» Brief:
Please copy every line of the data in which the string "this" appears.

» Provided data:
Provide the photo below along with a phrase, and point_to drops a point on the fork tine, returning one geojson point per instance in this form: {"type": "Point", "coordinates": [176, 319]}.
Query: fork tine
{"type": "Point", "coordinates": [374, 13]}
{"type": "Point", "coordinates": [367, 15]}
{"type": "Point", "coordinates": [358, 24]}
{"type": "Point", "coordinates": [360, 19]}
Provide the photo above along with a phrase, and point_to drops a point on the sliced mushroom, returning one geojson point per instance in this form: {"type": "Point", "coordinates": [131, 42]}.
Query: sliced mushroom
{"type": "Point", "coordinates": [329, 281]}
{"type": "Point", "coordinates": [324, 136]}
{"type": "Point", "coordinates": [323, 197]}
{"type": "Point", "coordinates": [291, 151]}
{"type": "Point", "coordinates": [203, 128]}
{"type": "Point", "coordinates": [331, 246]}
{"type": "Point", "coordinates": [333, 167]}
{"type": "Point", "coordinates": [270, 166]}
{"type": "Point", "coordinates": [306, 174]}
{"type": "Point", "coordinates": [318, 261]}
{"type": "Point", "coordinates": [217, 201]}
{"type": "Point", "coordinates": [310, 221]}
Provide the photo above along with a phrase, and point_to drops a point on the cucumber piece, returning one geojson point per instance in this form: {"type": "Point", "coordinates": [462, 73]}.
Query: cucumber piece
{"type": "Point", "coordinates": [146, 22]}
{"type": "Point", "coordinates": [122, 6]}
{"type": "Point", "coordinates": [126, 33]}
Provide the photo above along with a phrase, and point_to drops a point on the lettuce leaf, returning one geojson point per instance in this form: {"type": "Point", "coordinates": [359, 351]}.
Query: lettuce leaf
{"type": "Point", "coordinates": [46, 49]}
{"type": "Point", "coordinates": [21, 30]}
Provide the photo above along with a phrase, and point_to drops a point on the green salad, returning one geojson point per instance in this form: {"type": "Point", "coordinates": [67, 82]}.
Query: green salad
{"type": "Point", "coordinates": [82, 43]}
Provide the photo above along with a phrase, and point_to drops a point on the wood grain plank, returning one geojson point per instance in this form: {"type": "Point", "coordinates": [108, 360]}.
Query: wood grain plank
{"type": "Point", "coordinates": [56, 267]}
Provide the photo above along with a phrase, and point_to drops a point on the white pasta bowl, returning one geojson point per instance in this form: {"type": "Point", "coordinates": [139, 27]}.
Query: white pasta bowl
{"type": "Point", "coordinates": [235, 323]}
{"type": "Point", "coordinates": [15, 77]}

» Response:
Provide the photo below along with a phrase, and point_to drops a point on the fork tine, returning one geojson point per instance in this form: {"type": "Point", "coordinates": [176, 319]}.
Provide the photo above along with a phrase, and point_to drops a point on the sliced mushroom, returning one geojson point per instance in this form: {"type": "Point", "coordinates": [131, 42]}.
Provide the photo above along with a phrase, and point_to drops a point on the cucumber piece, returning one geojson point per instance in this form: {"type": "Point", "coordinates": [462, 73]}.
Provide the photo above along with a phrase, and point_to drops a point on the lettuce leaf, returning one geojson point per instance in this form: {"type": "Point", "coordinates": [359, 351]}.
Provide the photo above along with a phrase, and point_to drops a point on the green salad, returning one geojson point per instance in this form: {"type": "Point", "coordinates": [67, 82]}.
Provide the photo above along with a phrase, and point_to drops a point on the wood grain plank, returning one geojson point per instance in this form: {"type": "Point", "coordinates": [108, 360]}.
Provide the photo above along with a phrase, and point_to drops a point on the white pasta bowl, returning one geojson point per instance in this form: {"type": "Point", "coordinates": [139, 27]}.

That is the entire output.